WHAT IS BEING ASKED
Every entry below, from first to last, should be copied exactly.

RECORDS SHOWN

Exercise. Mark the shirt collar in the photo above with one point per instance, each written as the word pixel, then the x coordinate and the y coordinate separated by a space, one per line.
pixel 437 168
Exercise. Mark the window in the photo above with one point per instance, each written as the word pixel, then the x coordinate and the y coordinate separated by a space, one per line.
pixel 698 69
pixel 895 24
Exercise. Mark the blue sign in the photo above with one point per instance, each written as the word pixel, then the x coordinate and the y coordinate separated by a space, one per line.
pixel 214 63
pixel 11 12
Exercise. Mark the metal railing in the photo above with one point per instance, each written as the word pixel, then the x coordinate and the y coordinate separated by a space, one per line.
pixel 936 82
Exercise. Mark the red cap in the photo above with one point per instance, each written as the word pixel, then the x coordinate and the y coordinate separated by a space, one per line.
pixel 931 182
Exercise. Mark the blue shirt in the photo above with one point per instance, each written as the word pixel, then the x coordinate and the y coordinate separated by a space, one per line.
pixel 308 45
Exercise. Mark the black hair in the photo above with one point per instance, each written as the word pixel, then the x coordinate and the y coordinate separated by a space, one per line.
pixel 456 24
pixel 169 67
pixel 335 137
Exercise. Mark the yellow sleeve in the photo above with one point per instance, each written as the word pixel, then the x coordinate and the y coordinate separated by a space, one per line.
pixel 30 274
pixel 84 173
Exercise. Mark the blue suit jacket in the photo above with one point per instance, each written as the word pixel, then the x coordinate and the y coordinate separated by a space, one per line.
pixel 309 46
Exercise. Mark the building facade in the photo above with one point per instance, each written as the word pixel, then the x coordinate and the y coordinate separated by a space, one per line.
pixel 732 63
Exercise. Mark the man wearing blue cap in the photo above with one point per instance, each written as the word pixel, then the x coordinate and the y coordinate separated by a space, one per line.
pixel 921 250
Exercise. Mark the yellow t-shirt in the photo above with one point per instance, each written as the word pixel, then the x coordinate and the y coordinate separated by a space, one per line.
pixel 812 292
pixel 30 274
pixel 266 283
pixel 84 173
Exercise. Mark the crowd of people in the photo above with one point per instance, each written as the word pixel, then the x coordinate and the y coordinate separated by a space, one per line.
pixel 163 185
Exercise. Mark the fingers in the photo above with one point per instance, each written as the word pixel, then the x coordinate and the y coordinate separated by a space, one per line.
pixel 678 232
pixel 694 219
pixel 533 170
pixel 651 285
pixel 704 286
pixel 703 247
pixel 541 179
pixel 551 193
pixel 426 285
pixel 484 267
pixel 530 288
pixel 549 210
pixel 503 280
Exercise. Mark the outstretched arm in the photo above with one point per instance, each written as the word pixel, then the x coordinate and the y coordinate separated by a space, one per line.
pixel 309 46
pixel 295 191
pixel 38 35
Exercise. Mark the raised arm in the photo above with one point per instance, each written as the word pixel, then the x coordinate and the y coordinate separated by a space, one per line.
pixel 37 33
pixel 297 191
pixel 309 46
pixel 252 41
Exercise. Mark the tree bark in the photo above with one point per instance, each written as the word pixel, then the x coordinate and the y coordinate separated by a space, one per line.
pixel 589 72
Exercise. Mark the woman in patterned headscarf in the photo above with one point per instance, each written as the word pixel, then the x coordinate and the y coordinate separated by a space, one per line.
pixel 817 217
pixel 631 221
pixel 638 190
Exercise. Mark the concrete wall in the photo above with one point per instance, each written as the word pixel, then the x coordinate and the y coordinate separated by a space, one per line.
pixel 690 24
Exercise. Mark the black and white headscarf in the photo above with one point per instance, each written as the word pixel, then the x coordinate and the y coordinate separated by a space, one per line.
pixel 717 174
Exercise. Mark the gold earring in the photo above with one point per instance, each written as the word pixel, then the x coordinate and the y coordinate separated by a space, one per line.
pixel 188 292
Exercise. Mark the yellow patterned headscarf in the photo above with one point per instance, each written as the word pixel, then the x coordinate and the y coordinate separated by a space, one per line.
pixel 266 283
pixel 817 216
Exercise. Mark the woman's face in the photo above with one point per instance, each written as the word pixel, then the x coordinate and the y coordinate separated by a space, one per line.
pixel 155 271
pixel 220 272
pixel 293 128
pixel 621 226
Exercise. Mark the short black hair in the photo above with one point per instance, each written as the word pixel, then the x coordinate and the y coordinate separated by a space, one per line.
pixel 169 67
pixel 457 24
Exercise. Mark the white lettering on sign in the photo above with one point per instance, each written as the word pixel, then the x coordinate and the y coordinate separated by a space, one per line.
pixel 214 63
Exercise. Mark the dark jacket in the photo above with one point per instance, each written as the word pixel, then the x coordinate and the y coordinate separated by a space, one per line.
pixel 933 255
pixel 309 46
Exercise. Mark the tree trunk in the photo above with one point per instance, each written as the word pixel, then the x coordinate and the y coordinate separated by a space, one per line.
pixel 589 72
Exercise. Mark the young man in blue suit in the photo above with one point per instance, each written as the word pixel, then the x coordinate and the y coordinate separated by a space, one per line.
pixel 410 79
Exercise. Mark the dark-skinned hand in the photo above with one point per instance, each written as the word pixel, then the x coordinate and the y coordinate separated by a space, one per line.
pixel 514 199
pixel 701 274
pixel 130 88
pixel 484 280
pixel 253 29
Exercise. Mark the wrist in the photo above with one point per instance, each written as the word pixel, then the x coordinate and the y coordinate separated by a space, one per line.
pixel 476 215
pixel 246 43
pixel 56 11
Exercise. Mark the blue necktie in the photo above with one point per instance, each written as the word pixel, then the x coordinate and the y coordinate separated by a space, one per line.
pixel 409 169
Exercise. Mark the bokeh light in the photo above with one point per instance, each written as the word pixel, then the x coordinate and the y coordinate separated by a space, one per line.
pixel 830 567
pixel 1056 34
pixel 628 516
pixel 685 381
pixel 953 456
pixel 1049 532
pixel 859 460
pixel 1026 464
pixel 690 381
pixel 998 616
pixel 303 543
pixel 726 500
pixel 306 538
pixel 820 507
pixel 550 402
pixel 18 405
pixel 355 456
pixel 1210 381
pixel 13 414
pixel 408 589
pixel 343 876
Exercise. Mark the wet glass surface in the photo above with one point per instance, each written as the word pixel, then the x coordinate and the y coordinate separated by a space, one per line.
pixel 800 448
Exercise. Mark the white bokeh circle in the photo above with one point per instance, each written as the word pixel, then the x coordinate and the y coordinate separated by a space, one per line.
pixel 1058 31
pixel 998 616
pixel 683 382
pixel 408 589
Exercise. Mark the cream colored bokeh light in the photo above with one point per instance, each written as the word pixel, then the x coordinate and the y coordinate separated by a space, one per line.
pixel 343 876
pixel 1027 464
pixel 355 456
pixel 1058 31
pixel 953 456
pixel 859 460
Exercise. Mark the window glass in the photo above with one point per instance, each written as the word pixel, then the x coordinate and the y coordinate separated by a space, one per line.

ANSWER SECTION
Exercise. Mark the shirt collar in the photo above with one point per instance, each written as the word pixel, then the x coordinate and the y coordinate separated by a space, one per line.
pixel 437 168
Exercise. Mark the window in the photo above with one point per instance, each written as the word pixel, then the x coordinate and the y coordinate separated by a space, one per line.
pixel 698 69
pixel 895 24
Exercise. Mark the blue sign in the photo above with one point per instance, each written as the word pixel, then the x coordinate and the y coordinate separated by a space, one per line.
pixel 214 63
pixel 11 12
Exercise. Mark the metal railing in the photo above with one point per instance, each written as the word pixel, then the x coordinate and the y coordinate separated by a space, one per line.
pixel 936 82
Exercise. Mark the red cap in the photo above with one point per instance, each written as the word pixel, then the x coordinate and the y coordinate separated by a space, one per line.
pixel 931 182
Exercise. Mark the blue shirt in the photo above with one point per instance, each written as the word pixel, then the x coordinate and the y coordinate separated by a space, one per line.
pixel 308 45
Exercise. Mark the black hair in the photo above with one point per instance, each written as the word pixel, then the x coordinate and the y coordinate separated by a space, one per line.
pixel 456 24
pixel 169 67
pixel 335 137
Exercise. Mark the yellow sleeve in the photo above with one point per instance, each written as the word pixel, then the x coordinate and the y coordinate separated by a space, one per line.
pixel 30 274
pixel 84 173
Exercise. Mark the blue suit jacket in the photo above with one point per instance, each written as the word pixel, then the x coordinate and the y coordinate separated by a space, one per line.
pixel 309 46
Exercise. Mark the building facade in the photo above with one point per instance, each written as the word pixel, then the x coordinate and the y coordinate separated by a space, one per line.
pixel 732 63
Exercise. Mark the man wearing blue cap in the photo above with one point per instance, each written as the word pixel, then the x coordinate and the y coordinate separated by a space, one per line.
pixel 921 250
Exercise. Mark the yellow t-shirt in the photo above with one point per instance, each written as the word pixel, then the x coordinate and the y coordinate separated by a space, one per line.
pixel 812 292
pixel 30 274
pixel 266 283
pixel 84 173
Exercise. Mark the crowd of people in the photo above with one point per instance, each written as the word pixel, then the x coordinate and the y coordinate separated by a space, one per line.
pixel 163 185
Exercise. Mark the fingers in the photo above with one point per instance, each written as the word pixel, then the x coordinate and the y coordinate separated by a space, one per line.
pixel 678 232
pixel 694 219
pixel 533 170
pixel 651 285
pixel 704 286
pixel 703 247
pixel 541 179
pixel 551 193
pixel 426 285
pixel 484 267
pixel 530 288
pixel 549 210
pixel 503 280
Exercise. Mark the outstretched arm in the photo above with one point per instance, each written as the word pixel, then the x coordinate and the y coordinate separated by a space, one per line.
pixel 309 46
pixel 295 191
pixel 38 35
Exercise. Mark the raised arm in the photo above with one point per instance, each written as the word pixel, then the x coordinate and the y coordinate separated by a space, one per line.
pixel 37 33
pixel 297 191
pixel 309 46
pixel 252 41
Exercise. Mark the tree bark in the photo above with one point per instance, each written as the word pixel, then the x coordinate and the y coordinate separated by a space, one per line.
pixel 589 72
Exercise. Mark the woman in patterned headscarf in the photo above with one point per instance, each written as the word pixel, then the x coordinate and the y coordinate separated by a space, one per line.
pixel 817 217
pixel 631 221
pixel 638 190
Exercise. Mark the concrete wall in the photo above with one point per instance, each written as the word pixel, then the x coordinate and the y coordinate separated by a space, one per line.
pixel 690 24
Exercise. Mark the black and white headscarf in the photo above with one point per instance, each written as the word pixel, then the x coordinate and the y coordinate separated by a space, one per line.
pixel 717 174
Exercise. Mark the gold earring in the photo above with one point per instance, each written as the word pixel, then the x coordinate and the y coordinate separated by a space, one per line.
pixel 188 292
Exercise. Mark the yellow patterned headscarf in the photo above with one point per instance, each written as the word pixel, then the x coordinate and the y coordinate separated by a space, one per line.
pixel 266 283
pixel 817 216
Exercise. Mark the woman's face in the photo above with one point per instance, each written as the word pixel, then the x coordinate and the y coordinate separated by a space, one per line.
pixel 155 271
pixel 220 272
pixel 293 128
pixel 621 226
Exercise. Mark the short black hair in the photo above with one point per instance, each written as the word pixel, then the x coordinate and the y coordinate separated by a space, one per line.
pixel 169 67
pixel 457 24
Exercise. Mark the white lettering on sign in the photo above with one point per instance, each written as the word pixel, then the x coordinate and the y coordinate separated by a space, one per line.
pixel 214 63
Exercise. Mark the dark jacket in the photo above with one point per instance, each written as the word pixel, then the x coordinate and the y coordinate separated by a space, one per line.
pixel 933 255
pixel 309 46
Exercise. Mark the tree trunk in the photo above with one point per instance, each written as the word pixel, then the x coordinate and the y coordinate separated by a space, one per line.
pixel 589 72
Exercise. Mark the young man in blue suit in the photo above with one point per instance, each written as the word pixel, then the x coordinate and the y coordinate separated by a space, one per line.
pixel 410 79
Exercise. Mark the dark-skinned hand in the photo above with one point per instance, each written as the word pixel, then the x coordinate and the y coordinate separated by a space, one per line.
pixel 514 199
pixel 701 274
pixel 130 88
pixel 484 280
pixel 253 29
Exercise. Mark the wrist in the photo above with one point per instance, each written as the word pixel, then the x coordinate and the y coordinate separated by a space, one per line.
pixel 476 215
pixel 246 43
pixel 56 11
Exercise. Mark the blue necktie in the photo above with one point per instance, each written as the word pixel, then the x coordinate and the y coordinate separated by a space, one per line.
pixel 409 169
Exercise. Mark the bokeh light in the photo above with one point per instance, each written as the word pixel, then the x coordinate and the y coordinate separated by a space, one per line.
pixel 830 567
pixel 1056 34
pixel 628 516
pixel 685 381
pixel 953 456
pixel 1049 532
pixel 859 460
pixel 1026 464
pixel 690 381
pixel 998 616
pixel 303 543
pixel 726 500
pixel 306 538
pixel 820 507
pixel 550 402
pixel 18 405
pixel 355 456
pixel 1210 381
pixel 13 414
pixel 408 589
pixel 343 876
Exercise. Mark the wet glass surface in the photo above with one point per instance, each written as the word pixel, then the x coordinate and the y coordinate separated by a space, one per line.
pixel 800 448
Exercise. Mark the white bokeh circle in the photo above with one point per instance, each written as the word pixel, then the x coordinate and the y coordinate separated by a space, one per line.
pixel 1058 31
pixel 998 616
pixel 683 382
pixel 408 589
Exercise. Mark the cream colored bokeh light in the photo above with one point per instance, each written as the word pixel, then the x coordinate and the y coordinate separated by a space, one per line.
pixel 343 876
pixel 1027 464
pixel 355 456
pixel 1058 31
pixel 953 456
pixel 859 460
Exercise. Mark the window glass in the photo above with one point per instance, each written as the word pixel, then the x coordinate and the y coordinate separated by a space, one per line.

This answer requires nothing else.